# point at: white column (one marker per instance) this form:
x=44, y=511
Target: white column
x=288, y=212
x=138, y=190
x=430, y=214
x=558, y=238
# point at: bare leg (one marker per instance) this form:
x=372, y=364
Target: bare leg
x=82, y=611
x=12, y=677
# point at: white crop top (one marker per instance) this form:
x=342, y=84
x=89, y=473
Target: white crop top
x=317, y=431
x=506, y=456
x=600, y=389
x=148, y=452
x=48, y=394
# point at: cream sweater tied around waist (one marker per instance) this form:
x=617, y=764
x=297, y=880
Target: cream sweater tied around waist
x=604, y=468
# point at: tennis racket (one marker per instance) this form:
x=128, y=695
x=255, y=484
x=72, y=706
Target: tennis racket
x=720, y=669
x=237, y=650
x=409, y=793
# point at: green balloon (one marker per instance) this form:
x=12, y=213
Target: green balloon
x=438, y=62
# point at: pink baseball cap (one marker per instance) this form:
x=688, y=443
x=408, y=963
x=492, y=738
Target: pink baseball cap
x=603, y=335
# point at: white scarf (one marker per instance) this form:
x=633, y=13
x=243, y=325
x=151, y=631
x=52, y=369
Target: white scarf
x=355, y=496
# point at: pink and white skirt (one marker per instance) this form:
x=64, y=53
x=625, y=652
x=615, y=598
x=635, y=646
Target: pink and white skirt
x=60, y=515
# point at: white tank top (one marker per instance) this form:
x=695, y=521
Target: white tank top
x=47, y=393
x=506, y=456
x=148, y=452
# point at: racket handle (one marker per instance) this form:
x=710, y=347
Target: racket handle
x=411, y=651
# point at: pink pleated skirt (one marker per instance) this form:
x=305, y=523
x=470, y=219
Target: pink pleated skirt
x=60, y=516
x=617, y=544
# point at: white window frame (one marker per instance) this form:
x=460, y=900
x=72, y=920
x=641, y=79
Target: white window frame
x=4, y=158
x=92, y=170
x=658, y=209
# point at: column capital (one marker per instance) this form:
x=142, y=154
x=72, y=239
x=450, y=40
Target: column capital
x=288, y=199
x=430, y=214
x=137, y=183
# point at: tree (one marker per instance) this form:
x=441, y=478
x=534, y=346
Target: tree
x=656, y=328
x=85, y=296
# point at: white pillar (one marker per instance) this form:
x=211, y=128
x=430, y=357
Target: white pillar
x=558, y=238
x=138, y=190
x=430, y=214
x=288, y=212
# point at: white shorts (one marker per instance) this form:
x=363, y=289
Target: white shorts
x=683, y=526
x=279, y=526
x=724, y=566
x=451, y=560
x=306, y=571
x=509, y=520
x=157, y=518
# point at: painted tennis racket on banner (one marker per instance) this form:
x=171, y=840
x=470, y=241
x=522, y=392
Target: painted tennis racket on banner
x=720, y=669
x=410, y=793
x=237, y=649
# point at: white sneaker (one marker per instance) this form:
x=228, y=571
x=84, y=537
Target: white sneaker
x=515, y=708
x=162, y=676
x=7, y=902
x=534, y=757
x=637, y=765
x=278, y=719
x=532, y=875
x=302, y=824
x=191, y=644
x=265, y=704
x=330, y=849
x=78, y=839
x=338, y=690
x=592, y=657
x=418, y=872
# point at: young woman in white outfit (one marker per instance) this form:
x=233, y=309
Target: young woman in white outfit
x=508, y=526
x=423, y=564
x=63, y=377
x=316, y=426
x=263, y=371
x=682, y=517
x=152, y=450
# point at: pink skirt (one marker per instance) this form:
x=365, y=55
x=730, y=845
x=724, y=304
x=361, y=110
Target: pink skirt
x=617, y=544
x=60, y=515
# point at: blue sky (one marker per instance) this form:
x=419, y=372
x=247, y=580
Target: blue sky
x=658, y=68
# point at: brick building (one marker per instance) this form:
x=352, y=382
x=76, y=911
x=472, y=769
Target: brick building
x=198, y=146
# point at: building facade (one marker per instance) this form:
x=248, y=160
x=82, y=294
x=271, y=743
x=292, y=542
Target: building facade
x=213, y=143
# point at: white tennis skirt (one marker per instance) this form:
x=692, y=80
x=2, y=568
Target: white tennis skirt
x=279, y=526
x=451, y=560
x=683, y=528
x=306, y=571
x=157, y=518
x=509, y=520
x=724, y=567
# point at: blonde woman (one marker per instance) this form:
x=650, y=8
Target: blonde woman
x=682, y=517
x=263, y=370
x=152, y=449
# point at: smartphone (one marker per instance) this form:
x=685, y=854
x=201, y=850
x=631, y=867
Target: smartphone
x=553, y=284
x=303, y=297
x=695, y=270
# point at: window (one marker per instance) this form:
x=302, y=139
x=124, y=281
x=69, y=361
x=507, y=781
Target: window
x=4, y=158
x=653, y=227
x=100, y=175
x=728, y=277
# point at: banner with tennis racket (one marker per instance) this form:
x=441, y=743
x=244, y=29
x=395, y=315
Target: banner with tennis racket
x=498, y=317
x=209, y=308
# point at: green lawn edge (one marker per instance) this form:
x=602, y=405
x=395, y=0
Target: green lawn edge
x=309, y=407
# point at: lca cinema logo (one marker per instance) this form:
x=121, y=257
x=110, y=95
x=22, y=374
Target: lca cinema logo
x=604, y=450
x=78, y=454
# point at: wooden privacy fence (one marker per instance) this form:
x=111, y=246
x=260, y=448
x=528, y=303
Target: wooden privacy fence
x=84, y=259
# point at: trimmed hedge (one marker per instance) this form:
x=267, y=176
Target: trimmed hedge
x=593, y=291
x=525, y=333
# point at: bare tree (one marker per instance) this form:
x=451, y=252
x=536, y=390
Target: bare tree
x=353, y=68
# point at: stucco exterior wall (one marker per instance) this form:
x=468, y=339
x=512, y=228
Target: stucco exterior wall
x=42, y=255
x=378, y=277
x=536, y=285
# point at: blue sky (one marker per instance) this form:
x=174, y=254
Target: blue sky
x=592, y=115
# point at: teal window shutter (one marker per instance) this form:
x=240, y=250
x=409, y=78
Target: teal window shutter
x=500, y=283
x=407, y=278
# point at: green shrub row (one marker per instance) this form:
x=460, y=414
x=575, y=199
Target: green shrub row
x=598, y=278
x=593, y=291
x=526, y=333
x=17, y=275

* * *

Exercise details. Copy out every entry above again, swapping each "Target:" for "Label:" and keeping everything else unchanged.

Output below.
# point at: white column (one marker per instance) this form:
x=44, y=511
Label: white column
x=288, y=212
x=138, y=190
x=430, y=214
x=558, y=238
# point at: bare leg (one marker per instance) this form:
x=372, y=364
Label: bare leg
x=82, y=611
x=12, y=677
# point at: white crop top (one marker per instance) this form:
x=342, y=84
x=89, y=473
Label: white crop top
x=317, y=431
x=506, y=456
x=600, y=389
x=148, y=452
x=48, y=394
# point at: cream sweater tied around waist (one marker per instance) this form:
x=617, y=764
x=297, y=880
Label: cream sweater tied around waist
x=604, y=468
# point at: tennis racket (one marker per instance) this form:
x=128, y=695
x=255, y=484
x=72, y=706
Label: tennis racket
x=720, y=669
x=237, y=650
x=409, y=793
# point at: green balloon (one marker per instance) this form:
x=12, y=213
Label: green balloon
x=438, y=62
# point at: pink baseball cap (one marker per instance) this form:
x=688, y=443
x=408, y=963
x=492, y=738
Label: pink baseball cap
x=603, y=335
# point at: white scarf (one marker per instance) this form:
x=633, y=13
x=243, y=325
x=151, y=631
x=52, y=369
Label: white scarf
x=355, y=496
# point at: pink and white skirt (one marker per instance) this form:
x=64, y=53
x=625, y=652
x=615, y=598
x=635, y=646
Label: pink and white skirt
x=60, y=515
# point at: white tank top (one marker per instance) this form:
x=695, y=521
Label: white tank top
x=47, y=393
x=506, y=456
x=148, y=452
# point at: racket handle (one marker per instance) this form:
x=710, y=347
Label: racket handle
x=411, y=651
# point at: pink pleated skirt (one marker per instance) this form:
x=305, y=523
x=470, y=219
Label: pink pleated skirt
x=60, y=516
x=617, y=544
# point at: white window frame (one marker per instance) this form:
x=460, y=900
x=72, y=920
x=641, y=79
Label: white window frame
x=4, y=158
x=92, y=170
x=658, y=209
# point at: column capital (one marker per instance) this form:
x=142, y=154
x=72, y=239
x=450, y=40
Label: column capital
x=288, y=199
x=430, y=214
x=137, y=183
# point at: tree (one marker per instance) this form:
x=441, y=478
x=534, y=346
Label: tree
x=656, y=328
x=85, y=296
# point at: white pillar (one marker per instance) this form:
x=211, y=128
x=430, y=357
Label: white pillar
x=558, y=238
x=138, y=190
x=430, y=214
x=288, y=212
# point at: white shorts (one marker per instance) this form:
x=363, y=289
Label: white shorts
x=683, y=526
x=279, y=526
x=724, y=566
x=451, y=560
x=306, y=571
x=509, y=520
x=157, y=518
# point at: painted tennis racket on banner (one marker per instance) this form:
x=171, y=840
x=470, y=241
x=522, y=392
Label: painted tennis racket on banner
x=720, y=669
x=410, y=793
x=237, y=649
# point at: white sneaker (one marker per instance) this form:
x=228, y=571
x=84, y=537
Label: white sneaker
x=515, y=708
x=162, y=676
x=7, y=902
x=534, y=757
x=637, y=765
x=278, y=719
x=532, y=875
x=302, y=824
x=191, y=644
x=265, y=704
x=330, y=849
x=78, y=839
x=338, y=690
x=592, y=657
x=418, y=872
# point at: young woman in white outfit (one marker per instance) this form:
x=233, y=309
Label: young woman in white outfit
x=508, y=526
x=423, y=564
x=63, y=377
x=316, y=426
x=263, y=371
x=682, y=517
x=152, y=450
# point at: pink skirt (one marker per instance) this form:
x=365, y=55
x=730, y=845
x=724, y=304
x=361, y=110
Label: pink skirt
x=617, y=544
x=60, y=515
# point at: blue sky (one marker per instance) this form:
x=419, y=372
x=247, y=580
Label: blue sky
x=658, y=68
# point at: brick building (one marker per instance) this form:
x=352, y=382
x=76, y=911
x=472, y=769
Label: brick building
x=198, y=146
# point at: building facade (one marker per instance) this form:
x=248, y=160
x=82, y=294
x=271, y=743
x=292, y=542
Label: building facade
x=213, y=143
# point at: white tennis skirt (one marker per instance) this form:
x=692, y=80
x=2, y=568
Label: white tennis skirt
x=279, y=526
x=451, y=560
x=683, y=528
x=306, y=571
x=157, y=518
x=509, y=520
x=724, y=567
# point at: blonde woman (one marker per instance) this form:
x=650, y=8
Label: blonde woman
x=682, y=517
x=263, y=370
x=152, y=449
# point at: smartphone (one marker per instance) this form:
x=685, y=854
x=201, y=850
x=631, y=867
Label: smartphone
x=553, y=284
x=303, y=297
x=695, y=270
# point at: window (one marker per instance) this form:
x=302, y=139
x=124, y=281
x=69, y=361
x=507, y=781
Label: window
x=4, y=158
x=653, y=227
x=100, y=175
x=728, y=277
# point at: banner with tennis racket (one marker per instance) this form:
x=441, y=743
x=244, y=29
x=395, y=315
Label: banner with tennis racket
x=498, y=317
x=209, y=308
# point at: green lawn edge (one marker per instance) this form:
x=602, y=405
x=395, y=0
Label: green lawn edge
x=309, y=407
# point at: lca cinema logo (one marker per instance) this form:
x=121, y=257
x=110, y=95
x=22, y=374
Label: lca cinema logo
x=604, y=450
x=78, y=454
# point at: wooden privacy fence (one marker per instance) this form:
x=111, y=246
x=260, y=448
x=528, y=303
Label: wooden privacy fence
x=84, y=259
# point at: trimmed hedge (one marker per instance) this form:
x=267, y=176
Label: trimmed hedge
x=593, y=291
x=525, y=333
# point at: bare tree (one marker per instance) this form:
x=451, y=252
x=536, y=390
Label: bare tree
x=353, y=68
# point at: stucco exterior wall (one marker per instance) this form:
x=468, y=339
x=512, y=228
Label: stucco exterior wall
x=42, y=255
x=378, y=277
x=536, y=285
# point at: blue sky (one marker per instance) this form:
x=174, y=254
Label: blue sky
x=592, y=115
# point at: teal window shutter (one marker per instance) this form:
x=240, y=250
x=409, y=78
Label: teal window shutter
x=500, y=283
x=407, y=278
# point at: green shrub row (one marker per instance) this form:
x=460, y=414
x=575, y=199
Label: green shrub row
x=598, y=278
x=593, y=291
x=526, y=333
x=17, y=275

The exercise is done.